5 Power Method and Markov Matrices

5.1 Markov Matrices

We will soon discuss iterative methods for solving some problems in linear algebra. These roughly work by taking a problem and a guess as input, then carrying out some operations which transform the guess into a (hopefully) better guess.

To motivate considering this kind of method, we will take a brief detour into Markov matrices, because they furnish a natural example of iteration in linear algebra, and how these iterates can calculate certain quantities.

Definition 5.1 A matrix \(M\) is called a Markov matrix if all its entries are nonnegative real numbers, and the entries in every column sum to \(1\). That is, for all \(j\), \[(\textrm{column } j \textrm{ sum}) = \sum_{i=1}^n M_{ij} = 1.\]

In general, a linear transformation \(T:V\rightarrow V\) is said to be Markov with respect to an ordered basis \(\beta\) if the matrix \([T]_\beta\) is a Markov matrix.

The Markov property is sensitive to the choice basis. It is almost never preserved by change of basis.

Example 5.1 Consider a Markov matrix \(M\) and some change-of-basis matrix \(J_\beta\) as follows: \[M = \begin{bmatrix} 0.1 & 0.5\\ 0.9 & 0.5 \end{bmatrix}\ \ \ \ J = \begin{bmatrix} 2 & 1\\ 5 & 3 \end{bmatrix}\]

With respect to the new basis, the Markov matrix becomes \[M_\beta = J_\beta M J_\beta ^{-1} = \begin{bmatrix} -4.2 & 1.9\\ -10.4 & 4.8 \end{bmatrix},\] which is definitely not a Markov matrix!

Nevertheless, many important properties of \(M\) are basis-independent, and we’ve already seen that sometimes interesting properties of a matrix or linear map are easier to calculate from a better choice of basis – you just have to be careful.

The usual way to think about the entries of \(M\) is as probabilities of transitioning from one state to another: the entry \(M_{ij}\) is the probability of making the transition \(i\leftarrow j\) from state \(i\) to state \(j\). Note that the arrow goes left.

In many cases, one can draw a nice “state diagram” to visualize this information.

Example 5.2 Consider a simple model of the weather. There are two states, sunny and rainy. If is raining today, it is probably less likely to rain tomorrow (clouds run out of water, say) so from a rainy day there is a \(20\%\) chance of rain the next day and a \(80\%\) chance of sun. If it is currently sunny, then there might be a \(60\%\) chance of sun again, and a \(40\%\) chance of rain.

Your goal:
Answer these questions about the text on Markov matrices above, one line each.
1. What two conditions must a matrix's entries satisfy for it to be a Markov matrix?
2. How often does a change of basis preserve the Markov property?
3. In the weather model, what is the chance of rain on the day after a rainy day?

Listed entries:

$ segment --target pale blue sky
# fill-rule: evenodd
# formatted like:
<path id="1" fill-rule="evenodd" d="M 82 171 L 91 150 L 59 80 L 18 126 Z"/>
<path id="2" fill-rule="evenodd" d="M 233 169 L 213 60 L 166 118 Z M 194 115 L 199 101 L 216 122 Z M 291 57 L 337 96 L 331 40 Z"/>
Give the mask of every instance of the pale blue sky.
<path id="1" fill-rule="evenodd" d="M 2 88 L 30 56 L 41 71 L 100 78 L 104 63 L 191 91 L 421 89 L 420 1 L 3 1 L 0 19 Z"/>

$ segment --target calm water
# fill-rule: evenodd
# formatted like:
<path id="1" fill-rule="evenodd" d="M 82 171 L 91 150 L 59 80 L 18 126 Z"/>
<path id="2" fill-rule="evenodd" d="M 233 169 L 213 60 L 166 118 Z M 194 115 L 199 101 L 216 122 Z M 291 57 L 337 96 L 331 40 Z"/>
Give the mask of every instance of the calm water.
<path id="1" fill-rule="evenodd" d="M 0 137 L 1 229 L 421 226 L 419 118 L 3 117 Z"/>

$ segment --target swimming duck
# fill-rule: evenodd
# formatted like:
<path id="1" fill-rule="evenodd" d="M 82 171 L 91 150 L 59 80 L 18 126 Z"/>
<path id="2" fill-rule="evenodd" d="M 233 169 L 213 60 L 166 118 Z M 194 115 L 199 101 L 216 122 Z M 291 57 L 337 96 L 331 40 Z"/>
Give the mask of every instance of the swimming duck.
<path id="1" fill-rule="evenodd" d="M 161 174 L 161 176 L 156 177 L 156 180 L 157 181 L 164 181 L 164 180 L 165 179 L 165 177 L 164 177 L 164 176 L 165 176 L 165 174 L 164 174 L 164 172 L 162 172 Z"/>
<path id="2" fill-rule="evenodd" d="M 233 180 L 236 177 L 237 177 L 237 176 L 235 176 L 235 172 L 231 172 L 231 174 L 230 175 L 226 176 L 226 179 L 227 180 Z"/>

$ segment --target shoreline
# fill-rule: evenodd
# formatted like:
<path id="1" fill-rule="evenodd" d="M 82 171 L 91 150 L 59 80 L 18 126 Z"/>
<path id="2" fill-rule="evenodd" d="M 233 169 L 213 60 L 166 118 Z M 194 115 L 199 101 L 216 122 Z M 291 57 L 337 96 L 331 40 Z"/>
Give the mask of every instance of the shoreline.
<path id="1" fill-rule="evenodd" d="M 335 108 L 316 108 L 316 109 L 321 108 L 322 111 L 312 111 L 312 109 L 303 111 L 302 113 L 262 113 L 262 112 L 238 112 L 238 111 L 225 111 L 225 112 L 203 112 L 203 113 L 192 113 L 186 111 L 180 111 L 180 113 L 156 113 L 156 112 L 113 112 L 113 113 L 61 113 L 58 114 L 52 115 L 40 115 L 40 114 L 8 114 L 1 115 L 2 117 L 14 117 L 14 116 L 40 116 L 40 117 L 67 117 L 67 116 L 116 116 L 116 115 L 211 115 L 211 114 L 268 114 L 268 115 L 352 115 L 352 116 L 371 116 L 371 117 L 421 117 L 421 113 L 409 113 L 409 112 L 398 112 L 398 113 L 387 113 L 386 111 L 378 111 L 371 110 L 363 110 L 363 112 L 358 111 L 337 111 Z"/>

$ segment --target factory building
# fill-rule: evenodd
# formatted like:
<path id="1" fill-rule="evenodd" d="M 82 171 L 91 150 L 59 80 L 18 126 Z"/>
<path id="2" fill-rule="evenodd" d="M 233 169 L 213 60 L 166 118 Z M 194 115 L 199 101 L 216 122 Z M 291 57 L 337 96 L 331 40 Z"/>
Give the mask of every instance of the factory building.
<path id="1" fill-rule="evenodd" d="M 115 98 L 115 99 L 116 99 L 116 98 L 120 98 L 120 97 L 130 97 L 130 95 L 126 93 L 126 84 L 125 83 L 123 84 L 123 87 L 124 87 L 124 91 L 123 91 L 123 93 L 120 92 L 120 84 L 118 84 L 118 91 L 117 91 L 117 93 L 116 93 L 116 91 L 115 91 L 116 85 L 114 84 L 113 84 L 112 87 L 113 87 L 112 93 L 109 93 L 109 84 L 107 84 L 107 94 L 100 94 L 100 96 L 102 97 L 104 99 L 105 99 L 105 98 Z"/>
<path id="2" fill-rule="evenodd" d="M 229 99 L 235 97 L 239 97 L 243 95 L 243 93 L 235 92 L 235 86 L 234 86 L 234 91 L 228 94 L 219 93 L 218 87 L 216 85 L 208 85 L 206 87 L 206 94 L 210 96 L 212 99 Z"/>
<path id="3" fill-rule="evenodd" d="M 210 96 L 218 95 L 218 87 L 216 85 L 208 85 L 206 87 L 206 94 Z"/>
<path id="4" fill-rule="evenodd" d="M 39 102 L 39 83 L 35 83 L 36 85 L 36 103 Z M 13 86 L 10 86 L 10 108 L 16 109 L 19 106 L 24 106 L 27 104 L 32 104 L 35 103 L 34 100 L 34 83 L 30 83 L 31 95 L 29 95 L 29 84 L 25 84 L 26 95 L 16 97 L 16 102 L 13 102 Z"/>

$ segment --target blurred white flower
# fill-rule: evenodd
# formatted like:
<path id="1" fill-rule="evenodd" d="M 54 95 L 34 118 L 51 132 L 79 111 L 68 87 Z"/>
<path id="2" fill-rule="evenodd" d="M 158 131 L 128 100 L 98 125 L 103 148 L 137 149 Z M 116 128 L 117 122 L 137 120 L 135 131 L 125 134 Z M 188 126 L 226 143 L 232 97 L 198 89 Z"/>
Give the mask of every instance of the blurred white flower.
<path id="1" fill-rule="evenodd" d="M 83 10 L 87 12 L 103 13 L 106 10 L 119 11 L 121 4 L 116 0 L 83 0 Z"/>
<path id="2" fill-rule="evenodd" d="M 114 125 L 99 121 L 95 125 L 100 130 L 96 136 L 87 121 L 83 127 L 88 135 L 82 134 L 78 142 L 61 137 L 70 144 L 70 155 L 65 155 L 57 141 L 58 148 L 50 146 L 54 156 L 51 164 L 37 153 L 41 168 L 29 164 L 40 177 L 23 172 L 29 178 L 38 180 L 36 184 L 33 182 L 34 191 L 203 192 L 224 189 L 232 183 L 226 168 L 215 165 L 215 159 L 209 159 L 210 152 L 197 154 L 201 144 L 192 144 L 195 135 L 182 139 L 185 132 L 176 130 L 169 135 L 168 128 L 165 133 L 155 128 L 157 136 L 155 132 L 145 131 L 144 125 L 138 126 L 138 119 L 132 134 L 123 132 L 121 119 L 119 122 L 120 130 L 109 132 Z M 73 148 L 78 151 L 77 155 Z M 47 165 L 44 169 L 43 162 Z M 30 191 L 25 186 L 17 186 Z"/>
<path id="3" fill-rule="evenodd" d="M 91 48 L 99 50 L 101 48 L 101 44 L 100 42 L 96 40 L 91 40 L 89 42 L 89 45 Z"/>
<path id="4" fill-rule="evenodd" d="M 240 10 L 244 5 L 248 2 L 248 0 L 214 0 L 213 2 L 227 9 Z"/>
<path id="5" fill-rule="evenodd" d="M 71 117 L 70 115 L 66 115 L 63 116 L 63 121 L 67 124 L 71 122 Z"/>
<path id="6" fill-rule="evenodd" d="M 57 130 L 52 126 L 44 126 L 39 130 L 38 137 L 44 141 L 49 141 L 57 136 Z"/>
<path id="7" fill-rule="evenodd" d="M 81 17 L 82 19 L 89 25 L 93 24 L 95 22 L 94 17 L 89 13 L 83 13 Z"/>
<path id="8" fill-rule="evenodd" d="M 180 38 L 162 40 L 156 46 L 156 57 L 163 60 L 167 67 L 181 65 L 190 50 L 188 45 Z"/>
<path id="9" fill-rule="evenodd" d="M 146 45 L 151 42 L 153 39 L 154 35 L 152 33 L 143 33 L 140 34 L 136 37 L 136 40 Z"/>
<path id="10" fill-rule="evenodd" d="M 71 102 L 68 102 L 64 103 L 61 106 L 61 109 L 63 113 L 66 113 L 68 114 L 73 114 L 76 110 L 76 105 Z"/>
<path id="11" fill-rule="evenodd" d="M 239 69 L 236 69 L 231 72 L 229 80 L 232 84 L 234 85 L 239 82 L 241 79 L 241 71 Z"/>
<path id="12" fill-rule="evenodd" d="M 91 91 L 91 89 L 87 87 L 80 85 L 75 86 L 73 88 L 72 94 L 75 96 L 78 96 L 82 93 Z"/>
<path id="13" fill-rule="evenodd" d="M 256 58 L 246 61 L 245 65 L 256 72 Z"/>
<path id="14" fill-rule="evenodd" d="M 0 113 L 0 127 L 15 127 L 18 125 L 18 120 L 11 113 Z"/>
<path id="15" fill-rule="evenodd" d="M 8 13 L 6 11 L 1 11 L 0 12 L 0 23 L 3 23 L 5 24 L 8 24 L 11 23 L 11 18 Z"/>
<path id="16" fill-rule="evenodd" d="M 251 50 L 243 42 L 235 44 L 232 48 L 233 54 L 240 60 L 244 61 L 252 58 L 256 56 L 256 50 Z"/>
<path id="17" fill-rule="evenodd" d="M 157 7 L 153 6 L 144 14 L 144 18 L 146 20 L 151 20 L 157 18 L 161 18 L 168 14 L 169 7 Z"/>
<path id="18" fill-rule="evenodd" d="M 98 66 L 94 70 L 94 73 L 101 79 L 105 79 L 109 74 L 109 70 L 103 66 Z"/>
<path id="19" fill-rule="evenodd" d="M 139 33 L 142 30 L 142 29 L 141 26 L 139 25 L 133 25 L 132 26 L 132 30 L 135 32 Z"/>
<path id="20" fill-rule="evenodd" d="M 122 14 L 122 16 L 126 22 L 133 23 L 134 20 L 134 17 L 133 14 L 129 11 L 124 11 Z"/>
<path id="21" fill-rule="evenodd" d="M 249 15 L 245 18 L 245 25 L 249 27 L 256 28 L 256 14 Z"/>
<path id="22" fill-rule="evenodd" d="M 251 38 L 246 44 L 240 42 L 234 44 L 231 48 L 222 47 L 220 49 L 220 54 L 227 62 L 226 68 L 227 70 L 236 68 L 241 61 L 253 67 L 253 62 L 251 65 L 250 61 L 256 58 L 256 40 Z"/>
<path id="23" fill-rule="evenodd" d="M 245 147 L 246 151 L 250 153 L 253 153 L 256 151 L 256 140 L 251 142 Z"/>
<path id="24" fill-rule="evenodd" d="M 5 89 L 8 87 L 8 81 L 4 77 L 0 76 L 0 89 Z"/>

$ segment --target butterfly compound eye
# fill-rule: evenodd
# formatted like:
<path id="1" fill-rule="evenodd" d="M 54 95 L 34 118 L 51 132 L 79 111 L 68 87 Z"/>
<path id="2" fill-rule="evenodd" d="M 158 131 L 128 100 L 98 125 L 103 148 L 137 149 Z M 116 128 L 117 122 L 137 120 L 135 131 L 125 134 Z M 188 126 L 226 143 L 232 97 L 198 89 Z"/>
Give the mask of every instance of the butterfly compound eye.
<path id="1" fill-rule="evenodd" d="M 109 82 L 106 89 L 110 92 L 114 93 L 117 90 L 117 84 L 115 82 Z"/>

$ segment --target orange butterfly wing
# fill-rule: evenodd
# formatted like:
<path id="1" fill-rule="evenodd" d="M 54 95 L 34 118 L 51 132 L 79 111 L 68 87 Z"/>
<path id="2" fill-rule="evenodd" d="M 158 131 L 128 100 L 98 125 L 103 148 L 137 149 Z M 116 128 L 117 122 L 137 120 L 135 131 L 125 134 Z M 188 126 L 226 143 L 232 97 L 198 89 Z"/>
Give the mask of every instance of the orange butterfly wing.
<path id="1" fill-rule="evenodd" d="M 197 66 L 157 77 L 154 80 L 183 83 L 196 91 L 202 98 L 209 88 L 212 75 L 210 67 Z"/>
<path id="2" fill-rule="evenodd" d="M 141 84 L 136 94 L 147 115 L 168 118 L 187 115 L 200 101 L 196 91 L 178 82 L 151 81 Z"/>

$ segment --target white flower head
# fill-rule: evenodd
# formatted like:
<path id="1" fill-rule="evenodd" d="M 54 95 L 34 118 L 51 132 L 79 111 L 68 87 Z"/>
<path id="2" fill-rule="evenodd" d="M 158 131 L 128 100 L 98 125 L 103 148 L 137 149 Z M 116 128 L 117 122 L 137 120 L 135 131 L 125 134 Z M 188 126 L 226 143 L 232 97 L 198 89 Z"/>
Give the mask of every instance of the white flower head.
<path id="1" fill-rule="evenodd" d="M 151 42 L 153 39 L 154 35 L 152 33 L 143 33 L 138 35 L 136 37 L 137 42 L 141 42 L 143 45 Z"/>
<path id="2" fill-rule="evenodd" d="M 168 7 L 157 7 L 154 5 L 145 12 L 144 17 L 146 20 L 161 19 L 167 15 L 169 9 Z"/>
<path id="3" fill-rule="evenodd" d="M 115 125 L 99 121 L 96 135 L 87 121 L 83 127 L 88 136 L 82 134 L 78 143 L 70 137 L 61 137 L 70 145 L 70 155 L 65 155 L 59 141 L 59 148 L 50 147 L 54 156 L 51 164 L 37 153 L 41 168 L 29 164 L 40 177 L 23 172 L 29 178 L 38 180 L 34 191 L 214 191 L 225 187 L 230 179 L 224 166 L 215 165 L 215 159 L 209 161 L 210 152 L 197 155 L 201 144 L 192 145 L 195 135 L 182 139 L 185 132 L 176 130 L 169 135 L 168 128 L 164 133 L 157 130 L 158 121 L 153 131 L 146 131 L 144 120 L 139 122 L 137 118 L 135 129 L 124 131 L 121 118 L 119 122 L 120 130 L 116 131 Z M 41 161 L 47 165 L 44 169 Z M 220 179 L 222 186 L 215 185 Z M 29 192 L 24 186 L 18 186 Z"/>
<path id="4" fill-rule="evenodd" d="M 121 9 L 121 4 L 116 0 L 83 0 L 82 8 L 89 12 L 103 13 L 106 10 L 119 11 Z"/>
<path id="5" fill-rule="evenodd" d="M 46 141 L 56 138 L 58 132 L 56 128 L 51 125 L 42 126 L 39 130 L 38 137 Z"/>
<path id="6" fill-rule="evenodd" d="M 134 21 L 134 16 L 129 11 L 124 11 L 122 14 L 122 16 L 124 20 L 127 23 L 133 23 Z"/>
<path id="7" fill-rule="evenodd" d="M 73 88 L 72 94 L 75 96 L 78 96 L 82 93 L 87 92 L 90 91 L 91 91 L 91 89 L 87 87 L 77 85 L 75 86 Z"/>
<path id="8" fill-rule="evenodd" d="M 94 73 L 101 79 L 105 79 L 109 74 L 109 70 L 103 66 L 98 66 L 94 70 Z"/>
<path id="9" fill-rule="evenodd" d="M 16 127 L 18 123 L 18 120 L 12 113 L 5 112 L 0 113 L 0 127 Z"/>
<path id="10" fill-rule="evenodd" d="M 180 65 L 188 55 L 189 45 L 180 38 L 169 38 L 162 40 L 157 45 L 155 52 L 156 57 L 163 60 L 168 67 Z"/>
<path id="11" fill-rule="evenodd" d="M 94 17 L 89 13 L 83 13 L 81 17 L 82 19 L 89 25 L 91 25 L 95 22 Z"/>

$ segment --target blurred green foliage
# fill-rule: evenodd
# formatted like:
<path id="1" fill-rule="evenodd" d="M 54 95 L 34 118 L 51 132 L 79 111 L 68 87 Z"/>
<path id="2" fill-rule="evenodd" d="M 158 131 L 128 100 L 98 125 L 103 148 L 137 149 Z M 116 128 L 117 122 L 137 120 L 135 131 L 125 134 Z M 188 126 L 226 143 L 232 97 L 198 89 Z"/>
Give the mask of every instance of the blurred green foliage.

Result of this exercise:
1. All entries must be nonnegative real numbers, and the entries in every column must sum to 1.
2. Almost never.
3. 20%.